Start of Data supplied

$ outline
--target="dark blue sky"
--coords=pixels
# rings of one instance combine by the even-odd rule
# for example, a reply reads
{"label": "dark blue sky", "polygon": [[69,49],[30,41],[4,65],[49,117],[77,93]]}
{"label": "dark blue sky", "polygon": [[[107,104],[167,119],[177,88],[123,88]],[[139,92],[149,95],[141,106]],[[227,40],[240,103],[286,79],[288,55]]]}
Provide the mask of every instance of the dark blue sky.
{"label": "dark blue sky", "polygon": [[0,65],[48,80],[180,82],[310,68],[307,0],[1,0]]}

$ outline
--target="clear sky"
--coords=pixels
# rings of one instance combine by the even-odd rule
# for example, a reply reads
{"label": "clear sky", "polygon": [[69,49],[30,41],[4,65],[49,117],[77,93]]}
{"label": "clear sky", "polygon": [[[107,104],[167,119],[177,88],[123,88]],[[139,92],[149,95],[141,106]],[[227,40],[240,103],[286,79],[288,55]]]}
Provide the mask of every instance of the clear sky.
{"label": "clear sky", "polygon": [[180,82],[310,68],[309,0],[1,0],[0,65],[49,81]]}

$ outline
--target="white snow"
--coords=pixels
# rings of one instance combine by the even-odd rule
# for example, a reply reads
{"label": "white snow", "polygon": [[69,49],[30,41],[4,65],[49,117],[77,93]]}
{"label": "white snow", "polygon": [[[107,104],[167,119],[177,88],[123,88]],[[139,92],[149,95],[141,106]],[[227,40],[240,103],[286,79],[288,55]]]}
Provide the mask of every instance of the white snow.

End of Data supplied

Repeat the data precisely, reproducing every entry.

Response
$ outline
--target="dark blue sky"
--coords=pixels
# rings of one instance combine by the even-odd rule
# for example, a reply reads
{"label": "dark blue sky", "polygon": [[69,49],[30,41],[4,65],[49,117],[77,93]]}
{"label": "dark blue sky", "polygon": [[[107,104],[167,119],[177,88],[123,88]],[[139,92],[149,95],[141,106]],[[227,40],[240,103],[286,79],[288,55]]]}
Provide the mask of every instance of the dark blue sky.
{"label": "dark blue sky", "polygon": [[0,65],[48,80],[180,82],[310,68],[307,0],[1,0]]}

$ outline
--target="clear sky"
--coords=pixels
# rings of one instance combine by the even-odd rule
# for example, a reply reads
{"label": "clear sky", "polygon": [[69,49],[30,41],[4,65],[49,117],[77,93]]}
{"label": "clear sky", "polygon": [[[107,104],[167,119],[177,88],[123,88]],[[139,92],[149,95],[141,106]],[[227,40],[240,103],[286,79],[288,55]]]}
Provide the mask of every instance of the clear sky.
{"label": "clear sky", "polygon": [[180,82],[310,68],[309,0],[1,0],[0,65],[49,81]]}

$ outline
--target="white snow"
--coords=pixels
# rings of one instance combine by the even-odd rule
# for example, a reply reads
{"label": "white snow", "polygon": [[69,49],[30,41],[4,65],[49,117],[77,93]]}
{"label": "white snow", "polygon": [[[107,104],[167,119],[177,88],[123,88]],[[139,92],[149,95],[141,106]],[[227,40],[240,103],[286,79],[288,55]]]}
Provide the mask of every instance of the white snow.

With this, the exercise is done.